**Aufgabenstellung**
1/ Wie viele Pflanzen kultivierte Mendel laut dem Text über seine Erbsenversuche?
2/ Überarbeite den Text über Mendels Erbsenversuche: Gib alles von „Erst nach Mendels“ bis hinunter zu „plausibel entkräftet werden.“ wieder und setze dabei „Wissenschaftshistorikern“ an die Stelle von „Biologiehistorikern“.

**Text zum Lesen**
Erst nach Mendels Tod, im Jahr 1909, erhielten dessen Erbelemente einen kurzen und einprägsamen Namen: Gene. Wie man heute weiß, sind Gene auf verschiedenen Chromosomen wie Perlen auf einer Kette aufgereiht. Dabei kann es passieren, dass zwei Gene so eng beieinander liegen, dass sie nicht mehr unabhängig voneinander vererbt werden (Genkopplung). Mendel hatte daher Glück, dass bei den von ihm untersuchten sieben Merkmalspaaren der Erbse praktisch keine Genkopplung auftrat. Von einigen Biologiehistorikern wurde der Verdacht geäußert, dass Mendel seine Erbsendaten gezielt »geschönt« habe, um zu eindeutigen Vererbungsverhältnissen zu gelangen. Doch dieser Vorwurf konnte inzwischen plausibel entkräftet werden.
In den sieben Jahren, in denen Mendel seine Erbsenversuche durchführte, kultivierte er rund 28 000 Pflanzen. Die Ergebnisse seiner Forschungen legte er 1865 in einer Abhandlung nieder, die er auf zwei Sitzungen dem Naturforschenden Verein in Brünn vortrug. Ein Jahr später wurde die Arbeit unter dem Titel »Versuche über Pflanzen-Hybriden« in den »Verhandlungen des Naturforschenden Vereines in Brünn« veröffentlicht.

**Vorliegende Zeilen**
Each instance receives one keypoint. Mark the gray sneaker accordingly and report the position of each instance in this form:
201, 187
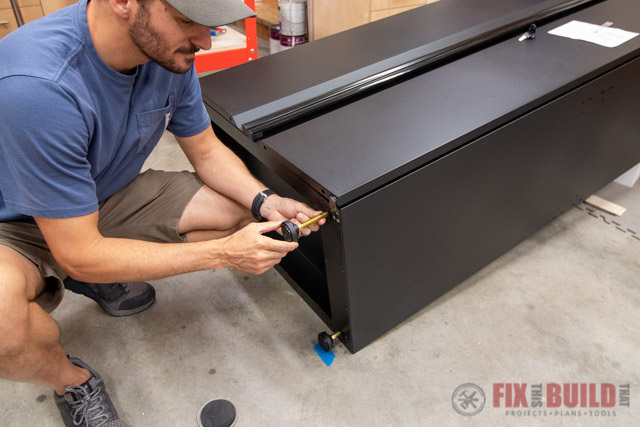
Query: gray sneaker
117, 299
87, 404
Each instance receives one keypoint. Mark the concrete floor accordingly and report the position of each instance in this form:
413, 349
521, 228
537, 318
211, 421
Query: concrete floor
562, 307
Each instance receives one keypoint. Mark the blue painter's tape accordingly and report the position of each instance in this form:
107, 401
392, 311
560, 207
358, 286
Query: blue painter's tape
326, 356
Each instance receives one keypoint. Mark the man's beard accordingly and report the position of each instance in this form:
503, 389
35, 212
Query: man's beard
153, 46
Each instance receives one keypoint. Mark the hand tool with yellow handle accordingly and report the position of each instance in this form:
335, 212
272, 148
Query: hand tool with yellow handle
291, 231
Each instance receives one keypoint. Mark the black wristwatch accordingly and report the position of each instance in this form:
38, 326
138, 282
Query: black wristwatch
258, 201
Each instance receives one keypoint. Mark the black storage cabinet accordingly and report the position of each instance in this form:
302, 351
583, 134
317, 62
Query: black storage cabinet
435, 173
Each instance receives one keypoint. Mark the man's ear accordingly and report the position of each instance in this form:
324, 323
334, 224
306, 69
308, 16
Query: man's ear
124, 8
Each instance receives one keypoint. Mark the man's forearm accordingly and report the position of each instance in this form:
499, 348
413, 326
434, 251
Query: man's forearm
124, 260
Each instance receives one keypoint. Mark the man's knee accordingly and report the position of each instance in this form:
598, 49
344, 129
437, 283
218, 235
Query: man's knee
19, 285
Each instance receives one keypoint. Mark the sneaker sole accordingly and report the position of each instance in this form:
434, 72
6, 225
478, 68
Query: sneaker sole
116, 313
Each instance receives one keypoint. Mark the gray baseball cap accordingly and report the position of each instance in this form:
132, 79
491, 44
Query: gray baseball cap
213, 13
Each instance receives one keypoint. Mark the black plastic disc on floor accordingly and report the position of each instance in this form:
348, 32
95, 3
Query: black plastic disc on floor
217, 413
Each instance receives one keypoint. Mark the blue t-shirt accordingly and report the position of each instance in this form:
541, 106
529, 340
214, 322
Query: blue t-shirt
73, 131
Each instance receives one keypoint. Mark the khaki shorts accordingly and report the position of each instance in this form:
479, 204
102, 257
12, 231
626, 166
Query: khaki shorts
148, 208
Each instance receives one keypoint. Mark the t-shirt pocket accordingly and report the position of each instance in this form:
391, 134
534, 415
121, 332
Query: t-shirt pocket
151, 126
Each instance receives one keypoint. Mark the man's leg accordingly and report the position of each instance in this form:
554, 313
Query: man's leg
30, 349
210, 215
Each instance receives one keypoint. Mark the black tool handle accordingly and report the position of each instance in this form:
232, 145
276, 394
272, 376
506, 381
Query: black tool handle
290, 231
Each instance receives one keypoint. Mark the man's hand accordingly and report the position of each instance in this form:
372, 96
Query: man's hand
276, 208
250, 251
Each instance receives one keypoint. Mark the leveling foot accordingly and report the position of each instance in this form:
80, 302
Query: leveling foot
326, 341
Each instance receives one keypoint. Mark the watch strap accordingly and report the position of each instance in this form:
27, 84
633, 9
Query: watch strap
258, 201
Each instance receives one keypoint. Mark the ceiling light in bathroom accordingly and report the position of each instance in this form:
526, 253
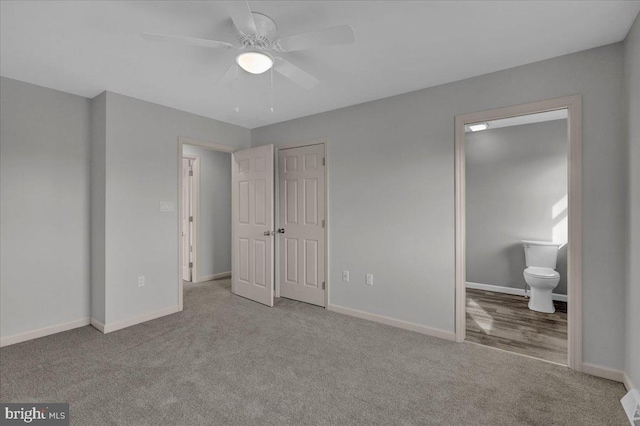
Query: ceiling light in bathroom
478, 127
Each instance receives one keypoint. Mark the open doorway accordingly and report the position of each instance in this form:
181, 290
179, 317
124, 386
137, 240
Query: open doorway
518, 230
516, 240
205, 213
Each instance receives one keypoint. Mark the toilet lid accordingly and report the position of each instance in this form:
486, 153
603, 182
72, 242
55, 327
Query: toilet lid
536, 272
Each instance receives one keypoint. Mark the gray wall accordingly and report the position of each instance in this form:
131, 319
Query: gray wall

* * *

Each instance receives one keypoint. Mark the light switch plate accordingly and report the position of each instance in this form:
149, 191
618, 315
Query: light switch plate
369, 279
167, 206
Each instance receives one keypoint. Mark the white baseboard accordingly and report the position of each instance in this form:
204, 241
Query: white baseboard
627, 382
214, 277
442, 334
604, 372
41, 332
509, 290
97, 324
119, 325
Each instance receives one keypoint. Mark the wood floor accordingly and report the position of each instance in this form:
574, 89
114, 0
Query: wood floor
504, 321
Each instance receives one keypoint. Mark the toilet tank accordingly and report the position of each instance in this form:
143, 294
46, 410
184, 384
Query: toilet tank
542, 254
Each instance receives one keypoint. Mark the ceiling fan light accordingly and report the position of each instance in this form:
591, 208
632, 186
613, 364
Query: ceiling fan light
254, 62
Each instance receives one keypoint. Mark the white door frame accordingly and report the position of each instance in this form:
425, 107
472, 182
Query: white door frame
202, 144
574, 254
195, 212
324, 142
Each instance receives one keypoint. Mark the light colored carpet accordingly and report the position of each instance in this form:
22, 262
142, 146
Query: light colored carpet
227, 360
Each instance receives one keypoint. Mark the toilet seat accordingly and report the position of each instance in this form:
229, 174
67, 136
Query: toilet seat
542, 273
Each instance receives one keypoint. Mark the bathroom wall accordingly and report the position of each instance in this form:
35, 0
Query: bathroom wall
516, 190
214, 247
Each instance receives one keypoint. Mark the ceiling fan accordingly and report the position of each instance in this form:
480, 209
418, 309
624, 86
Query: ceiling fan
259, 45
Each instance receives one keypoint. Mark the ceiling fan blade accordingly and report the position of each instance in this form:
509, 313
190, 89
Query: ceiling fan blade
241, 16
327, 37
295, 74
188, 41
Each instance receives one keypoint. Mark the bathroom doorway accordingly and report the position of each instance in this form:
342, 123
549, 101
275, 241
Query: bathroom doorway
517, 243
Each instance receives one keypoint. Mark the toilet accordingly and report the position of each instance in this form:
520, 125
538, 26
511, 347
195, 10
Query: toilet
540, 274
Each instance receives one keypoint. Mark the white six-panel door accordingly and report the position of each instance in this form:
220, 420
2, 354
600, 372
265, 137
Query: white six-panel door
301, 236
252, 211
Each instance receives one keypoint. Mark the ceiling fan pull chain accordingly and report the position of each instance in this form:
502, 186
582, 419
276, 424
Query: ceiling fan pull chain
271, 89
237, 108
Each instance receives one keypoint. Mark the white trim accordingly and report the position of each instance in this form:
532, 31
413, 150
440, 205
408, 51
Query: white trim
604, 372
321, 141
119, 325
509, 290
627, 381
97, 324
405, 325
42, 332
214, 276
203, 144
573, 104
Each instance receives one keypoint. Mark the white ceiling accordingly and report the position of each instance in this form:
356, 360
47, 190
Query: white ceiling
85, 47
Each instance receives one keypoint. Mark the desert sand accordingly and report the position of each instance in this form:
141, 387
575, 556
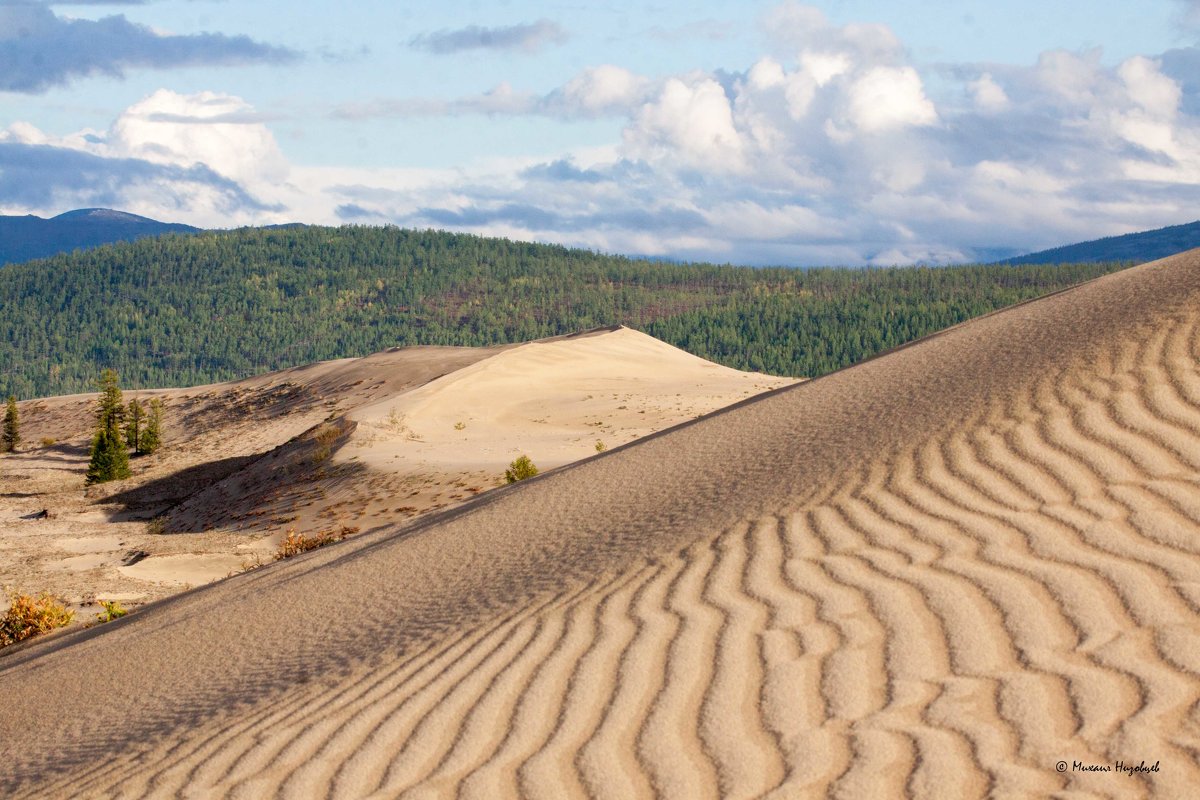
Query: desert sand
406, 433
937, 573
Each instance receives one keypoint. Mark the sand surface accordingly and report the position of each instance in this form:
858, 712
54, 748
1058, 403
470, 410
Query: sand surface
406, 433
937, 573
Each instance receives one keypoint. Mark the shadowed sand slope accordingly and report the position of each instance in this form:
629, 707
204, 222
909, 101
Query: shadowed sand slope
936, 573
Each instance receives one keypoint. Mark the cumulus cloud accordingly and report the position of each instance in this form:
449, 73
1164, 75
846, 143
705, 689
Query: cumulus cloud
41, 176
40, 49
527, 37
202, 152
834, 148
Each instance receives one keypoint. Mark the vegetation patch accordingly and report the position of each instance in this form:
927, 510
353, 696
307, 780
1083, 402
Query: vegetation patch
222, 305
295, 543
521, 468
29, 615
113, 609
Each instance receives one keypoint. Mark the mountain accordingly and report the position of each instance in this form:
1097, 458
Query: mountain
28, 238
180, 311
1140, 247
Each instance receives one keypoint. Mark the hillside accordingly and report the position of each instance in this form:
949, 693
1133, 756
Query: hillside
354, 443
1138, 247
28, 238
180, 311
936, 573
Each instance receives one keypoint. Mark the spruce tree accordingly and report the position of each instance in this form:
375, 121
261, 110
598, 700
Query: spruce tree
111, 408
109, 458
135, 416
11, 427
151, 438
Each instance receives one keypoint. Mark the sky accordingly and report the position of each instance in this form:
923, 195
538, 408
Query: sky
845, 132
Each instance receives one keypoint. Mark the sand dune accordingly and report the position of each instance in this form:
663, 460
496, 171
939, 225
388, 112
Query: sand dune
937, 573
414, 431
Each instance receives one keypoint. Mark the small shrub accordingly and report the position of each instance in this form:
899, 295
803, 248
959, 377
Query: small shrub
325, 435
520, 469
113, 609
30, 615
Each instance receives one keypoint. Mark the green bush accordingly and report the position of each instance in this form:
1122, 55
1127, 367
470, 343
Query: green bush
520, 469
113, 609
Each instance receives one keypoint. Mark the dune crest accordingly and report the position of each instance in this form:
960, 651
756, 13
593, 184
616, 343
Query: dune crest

**Antworten der Reihe**
1/ Rund 28 000 Pflanzen.

2/
Erst nach Mendels Tod, im Jahr 1909, erhielten dessen Erbelemente einen kurzen und einprägsamen Namen: Gene. Wie man heute weiß, sind Gene auf verschiedenen Chromosomen wie Perlen auf einer Kette aufgereiht. Dabei kann es passieren, dass zwei Gene so eng beieinander liegen, dass sie nicht mehr unabhängig voneinander vererbt werden (Genkopplung). Mendel hatte daher Glück, dass bei den von ihm untersuchten sieben Merkmalspaaren der Erbse praktisch keine Genkopplung auftrat. Von einigen Wissenschaftshistorikern wurde der Verdacht geäußert, dass Mendel seine Erbsendaten gezielt »geschönt« habe, um zu eindeutigen Vererbungsverhältnissen zu gelangen. Doch dieser Vorwurf konnte inzwischen plausibel entkräftet werden.